C'est un livre très complexe, car Rousseau, au-delà du récit, volontairement scandaleux par son impudeur de son existence, y insère une partie de sa pensée philosophique, de sa vision du monde. Pas forcément d'une manière explicite, en partie en référence à d'autres textes. Loin de s'y montrer en pauvre être malheureux, l'auteur y fait preuve d'une capacité de persiflage très élaboré, pas plus bienveillant que la mordante ironie voltairienne, mais bien plus codé, réservé à ceux qui pourront le décrypter.

L'ironie et le persiflage débutent dès les premières lignes du texte, lignes devenues très célèbres :

« Je forme une entreprise qui n'eut jamais d'exemple, et dont l'exécution n'aura point d'imitateur. Je veux montrer à mes semblables un homme dans toute la vérité de la nature ; et cet homme, ce sera moi. »

Or Rousseau sait parfaitement que tout lecteur de son oeuvre, connaît les Confessions de St Augustin (ce n'est plus forcément le cas maintenant, mais cela l'était au XVIIIe siècle) et fera immédiatement le rapprochement. C'est comme s'il déclarait nulle et non avenue la grande oeuvre de son illustre prédécesseur. Et de nombreux passages du livre de Rousseau peuvent paraître s'inspirer de l'évêque d'Hippone, voire d'en offrir des sortes de parodies. On peut citer le vol de pomme perpétré par Rousseau, en opposition au vol de poires de St Augustin. Mais Rousseau décrit l'épisode de manière très humoristique, dans une sorte de fausse innocence, sans aucun sentiment de culpabilité. Son seul problème, c'est le fait d'être découvert et puni.

**Consigne 1**
Résumez sous forme de liste le paragraphe du document source qui commence par « Or Rousseau sait parfaitement », en conservant ses faits essentiels, s'il vous plaît.
**Consigne 2**
Poursuivez le document source à partir de sa dernière phrase.

**Données présentées**
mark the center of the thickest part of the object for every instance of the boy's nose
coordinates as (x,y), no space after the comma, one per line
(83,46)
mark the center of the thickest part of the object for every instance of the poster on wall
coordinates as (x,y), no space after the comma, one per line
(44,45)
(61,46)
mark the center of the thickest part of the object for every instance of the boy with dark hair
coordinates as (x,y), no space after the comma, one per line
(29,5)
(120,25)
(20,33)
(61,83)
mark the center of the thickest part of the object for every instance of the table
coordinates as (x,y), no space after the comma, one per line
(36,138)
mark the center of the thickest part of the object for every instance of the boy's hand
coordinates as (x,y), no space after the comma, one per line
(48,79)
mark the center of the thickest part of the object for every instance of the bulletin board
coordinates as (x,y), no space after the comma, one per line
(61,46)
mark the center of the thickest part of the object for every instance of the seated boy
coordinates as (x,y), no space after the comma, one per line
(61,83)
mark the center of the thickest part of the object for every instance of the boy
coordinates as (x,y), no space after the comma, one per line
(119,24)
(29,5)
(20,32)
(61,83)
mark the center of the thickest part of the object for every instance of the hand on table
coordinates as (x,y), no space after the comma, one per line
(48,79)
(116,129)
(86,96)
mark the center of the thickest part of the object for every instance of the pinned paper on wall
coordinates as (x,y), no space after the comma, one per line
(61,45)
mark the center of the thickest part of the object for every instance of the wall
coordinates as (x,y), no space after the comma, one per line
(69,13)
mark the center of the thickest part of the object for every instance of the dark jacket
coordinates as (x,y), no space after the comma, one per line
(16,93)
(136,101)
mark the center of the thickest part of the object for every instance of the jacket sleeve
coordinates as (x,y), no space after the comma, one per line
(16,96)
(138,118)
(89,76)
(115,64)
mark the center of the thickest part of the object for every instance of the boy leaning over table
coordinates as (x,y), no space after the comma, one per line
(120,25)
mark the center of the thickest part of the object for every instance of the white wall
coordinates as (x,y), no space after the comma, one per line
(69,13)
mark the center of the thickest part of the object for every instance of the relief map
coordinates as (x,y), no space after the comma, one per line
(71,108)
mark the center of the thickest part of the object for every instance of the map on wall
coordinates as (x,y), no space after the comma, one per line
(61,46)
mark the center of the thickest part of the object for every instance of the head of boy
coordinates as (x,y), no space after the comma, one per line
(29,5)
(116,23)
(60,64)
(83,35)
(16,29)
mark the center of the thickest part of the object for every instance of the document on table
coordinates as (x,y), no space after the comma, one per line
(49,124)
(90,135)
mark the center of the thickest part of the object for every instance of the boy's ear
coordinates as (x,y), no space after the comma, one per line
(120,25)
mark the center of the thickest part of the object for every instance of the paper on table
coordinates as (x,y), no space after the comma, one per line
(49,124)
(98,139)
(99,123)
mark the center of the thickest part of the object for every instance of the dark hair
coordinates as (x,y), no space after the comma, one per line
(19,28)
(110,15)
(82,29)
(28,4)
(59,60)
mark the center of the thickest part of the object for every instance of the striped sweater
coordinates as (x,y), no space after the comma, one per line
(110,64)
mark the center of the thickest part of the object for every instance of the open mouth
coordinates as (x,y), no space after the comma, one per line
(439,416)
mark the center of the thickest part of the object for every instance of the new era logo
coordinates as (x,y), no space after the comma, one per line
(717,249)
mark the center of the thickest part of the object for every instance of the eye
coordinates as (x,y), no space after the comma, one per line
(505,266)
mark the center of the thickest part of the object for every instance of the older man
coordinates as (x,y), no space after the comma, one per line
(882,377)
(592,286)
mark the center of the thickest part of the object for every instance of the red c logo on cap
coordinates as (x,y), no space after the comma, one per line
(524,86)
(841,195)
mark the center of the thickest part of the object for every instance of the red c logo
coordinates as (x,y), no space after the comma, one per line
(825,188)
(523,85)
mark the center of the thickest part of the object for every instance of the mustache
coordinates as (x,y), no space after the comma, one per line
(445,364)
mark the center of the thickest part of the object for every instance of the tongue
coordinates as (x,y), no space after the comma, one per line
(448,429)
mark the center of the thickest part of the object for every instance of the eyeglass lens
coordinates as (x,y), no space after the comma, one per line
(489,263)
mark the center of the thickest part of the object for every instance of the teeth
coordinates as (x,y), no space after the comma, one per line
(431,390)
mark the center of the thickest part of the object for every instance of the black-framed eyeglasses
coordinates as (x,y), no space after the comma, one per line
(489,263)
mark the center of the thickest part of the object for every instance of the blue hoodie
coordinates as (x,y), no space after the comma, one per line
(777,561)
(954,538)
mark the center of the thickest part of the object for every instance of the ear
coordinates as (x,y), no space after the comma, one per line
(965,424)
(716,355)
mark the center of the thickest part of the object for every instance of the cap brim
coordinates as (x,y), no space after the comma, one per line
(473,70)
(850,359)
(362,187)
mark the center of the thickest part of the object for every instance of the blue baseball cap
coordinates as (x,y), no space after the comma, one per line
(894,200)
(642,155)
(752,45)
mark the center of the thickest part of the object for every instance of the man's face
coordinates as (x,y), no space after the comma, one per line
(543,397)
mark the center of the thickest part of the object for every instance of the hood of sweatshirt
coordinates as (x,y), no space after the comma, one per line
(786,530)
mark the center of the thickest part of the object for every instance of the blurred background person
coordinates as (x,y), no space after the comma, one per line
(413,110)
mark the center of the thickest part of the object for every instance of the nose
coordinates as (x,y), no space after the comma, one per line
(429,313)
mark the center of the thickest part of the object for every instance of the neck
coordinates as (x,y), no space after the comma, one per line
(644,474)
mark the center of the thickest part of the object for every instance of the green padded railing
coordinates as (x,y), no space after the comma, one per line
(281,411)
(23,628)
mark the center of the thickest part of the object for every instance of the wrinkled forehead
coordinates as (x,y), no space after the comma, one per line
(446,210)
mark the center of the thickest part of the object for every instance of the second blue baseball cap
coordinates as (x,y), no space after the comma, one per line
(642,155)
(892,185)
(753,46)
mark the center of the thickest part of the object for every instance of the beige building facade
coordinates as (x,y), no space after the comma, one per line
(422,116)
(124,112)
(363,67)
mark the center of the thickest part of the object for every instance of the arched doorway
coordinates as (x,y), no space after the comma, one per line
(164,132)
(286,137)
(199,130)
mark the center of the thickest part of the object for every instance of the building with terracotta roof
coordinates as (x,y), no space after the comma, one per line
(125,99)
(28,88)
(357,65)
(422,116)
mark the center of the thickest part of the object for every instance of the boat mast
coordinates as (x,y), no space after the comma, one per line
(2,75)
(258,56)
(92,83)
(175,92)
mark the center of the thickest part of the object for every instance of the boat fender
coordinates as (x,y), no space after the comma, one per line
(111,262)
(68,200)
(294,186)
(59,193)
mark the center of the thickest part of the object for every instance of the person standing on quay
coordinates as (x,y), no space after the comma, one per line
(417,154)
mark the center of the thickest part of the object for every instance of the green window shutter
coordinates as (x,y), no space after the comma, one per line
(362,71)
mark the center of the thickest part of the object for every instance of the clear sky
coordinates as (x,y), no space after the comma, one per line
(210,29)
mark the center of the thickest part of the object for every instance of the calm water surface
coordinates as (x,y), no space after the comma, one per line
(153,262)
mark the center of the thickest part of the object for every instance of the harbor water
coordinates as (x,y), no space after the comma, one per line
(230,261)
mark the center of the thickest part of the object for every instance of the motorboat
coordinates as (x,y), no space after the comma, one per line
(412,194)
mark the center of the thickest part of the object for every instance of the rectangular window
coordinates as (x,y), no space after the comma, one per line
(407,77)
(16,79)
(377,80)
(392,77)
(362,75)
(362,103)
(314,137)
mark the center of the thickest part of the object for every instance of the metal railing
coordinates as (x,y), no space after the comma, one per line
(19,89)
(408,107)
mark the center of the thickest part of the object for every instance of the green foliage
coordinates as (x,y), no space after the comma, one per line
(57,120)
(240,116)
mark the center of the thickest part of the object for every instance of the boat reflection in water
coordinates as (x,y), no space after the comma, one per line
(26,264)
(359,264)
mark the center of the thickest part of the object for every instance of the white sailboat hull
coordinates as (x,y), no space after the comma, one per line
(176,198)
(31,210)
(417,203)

**Résultat final 1**
- Rousseau sait que ses lecteurs connaissent les Confessions de saint Augustin, ce qui était le cas au XVIIIe siècle. Il sait aussi qu'ils feront aussitôt le rapprochement.
- Ses premières lignes reviennent à déclarer nulle et non avenue l'œuvre de son illustre prédécesseur.
- De nombreux passages semblent s'inspirer de l'évêque d'Hippone, voire le parodier : le vol de pomme de Rousseau répond au vol de poires de saint Augustin.
- Rousseau raconte cet épisode avec humour et une fausse innocence, sans aucune culpabilité. Son seul souci est d'être découvert et puni.

**Résultat final 2**
Le fait majeur, celui qui change toute la vie de St Augustin, c'est sa conversion de coeur, qui a lieu dans un jardin à Milan. Rousseau semble s'y référer dans une scène importante de ses Confessions, celle d'une sorte d'illumination qu'il connaît sur la route de Vincennes (il y va pour rendre visite à Diderot emprisonné). Sous un arbre, il lit, non pas la Bible, mais le Mercure de France, qui annonce un concours (Si le progrès des sciences et des arts a contribué à corrompre ou à épurer les moeurs ? ). St Augustin a reçu la grâce divine, le poussant à prêcher, à célébrer Dieu, et en essayant de convertir les hommes. Rousseau se sentira aussi la mission de répandre une bonne parole, mais une parole « laïque », une parole de raison, d'où Dieu est absent.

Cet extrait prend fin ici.